• **TEXT UNDER STUDY**

————

Unknown line IDs are rejected rather than fuzzily matched. It writes private
files only. The extracted atomic proposition is the proposed claim text; exact
source wording remains separately hash-bound as quote and evidence. A separate
`teleo-kb propose-source` call is required to create a `pending_review` row;
neither command applies canonical rows.
The existing full-data clone canary separately proves that a reviewed packet
can create source, claim, evidence, and edge rows and affect later reasoning.
The remaining reconstruction work is to backfill or explicitly reject legacy
freeform applies and extend beyond genesis recovery to a blank-schema source
compiler. The strict ledger runner does not prove that every historical
canonical row can be rebuilt semantically from retained sources.
## Definition Of Working
Semantic recompilation is complete only when all of these pass:
1. A command creates a blank database from the retained source corpus plus the
reviewed ledger.

————

• **PROBLEMS TO SOLVE**
• A. Answer these questions from the note on semantic recompilation, one per line:
(i) What happens to unknown line IDs?
(ii) Which call is required to create a `pending_review` row?
(iii) What does the existing full-data clone canary prove?
• B. According to the note on semantic recompilation, which kinds of rows can a reviewed packet create? List every one.
• C. Resume the note on semantic recompilation after its final numbered condition.

[Records from a data collection]
————

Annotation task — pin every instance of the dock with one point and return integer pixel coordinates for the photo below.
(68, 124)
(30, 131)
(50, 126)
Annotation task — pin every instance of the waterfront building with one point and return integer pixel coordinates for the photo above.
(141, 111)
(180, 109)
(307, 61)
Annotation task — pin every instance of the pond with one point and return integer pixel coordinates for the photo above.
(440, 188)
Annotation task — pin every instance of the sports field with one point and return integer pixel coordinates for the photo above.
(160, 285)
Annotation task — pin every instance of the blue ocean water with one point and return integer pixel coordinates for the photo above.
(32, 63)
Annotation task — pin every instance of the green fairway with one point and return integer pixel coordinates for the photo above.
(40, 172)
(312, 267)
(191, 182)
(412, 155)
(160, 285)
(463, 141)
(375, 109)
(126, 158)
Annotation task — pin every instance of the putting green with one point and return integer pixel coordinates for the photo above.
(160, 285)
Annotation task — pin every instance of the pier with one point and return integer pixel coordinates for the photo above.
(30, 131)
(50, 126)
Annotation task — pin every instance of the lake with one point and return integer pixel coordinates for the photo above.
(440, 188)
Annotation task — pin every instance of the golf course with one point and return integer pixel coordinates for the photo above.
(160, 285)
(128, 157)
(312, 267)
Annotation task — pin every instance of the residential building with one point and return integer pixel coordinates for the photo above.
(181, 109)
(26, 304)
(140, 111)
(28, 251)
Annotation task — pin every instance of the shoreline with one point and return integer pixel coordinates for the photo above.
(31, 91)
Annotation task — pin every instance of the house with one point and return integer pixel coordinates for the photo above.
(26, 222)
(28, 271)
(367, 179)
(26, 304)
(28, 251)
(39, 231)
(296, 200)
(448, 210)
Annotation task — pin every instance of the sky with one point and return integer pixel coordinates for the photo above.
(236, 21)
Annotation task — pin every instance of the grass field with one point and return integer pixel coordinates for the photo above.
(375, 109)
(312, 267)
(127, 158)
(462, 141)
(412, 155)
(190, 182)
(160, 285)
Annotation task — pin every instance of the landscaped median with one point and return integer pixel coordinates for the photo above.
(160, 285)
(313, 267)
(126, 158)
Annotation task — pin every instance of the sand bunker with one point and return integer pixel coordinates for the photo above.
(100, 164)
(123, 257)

————

• **RESPONSES TO THE EXERCISE**
• A.
(i) They are rejected rather than fuzzily matched.
(ii) A separate `teleo-kb propose-source` call.
(iii) It proves that a reviewed packet can create source, claim, evidence, and edge rows and affect later reasoning.

• B. Source, claim, evidence, edge

• C.
2. Schema, constraints, roles, table counts, row hashes, and key query results
match the canonical manifest.
3. Every canonical row traces to a genesis import record or a reviewed apply
receipt.
4. A new document can be hash-captured, extracted into grounded candidates,
deduplicated, staged, reviewed, applied in a disposable clone, and read back.
5. After render/sync and restart, Leo answers the related broad question using
the new rows and cites the source chain.
Until then, exact snapshot recovery is production recovery; source
recompilation is an active build capability, not a finished claim.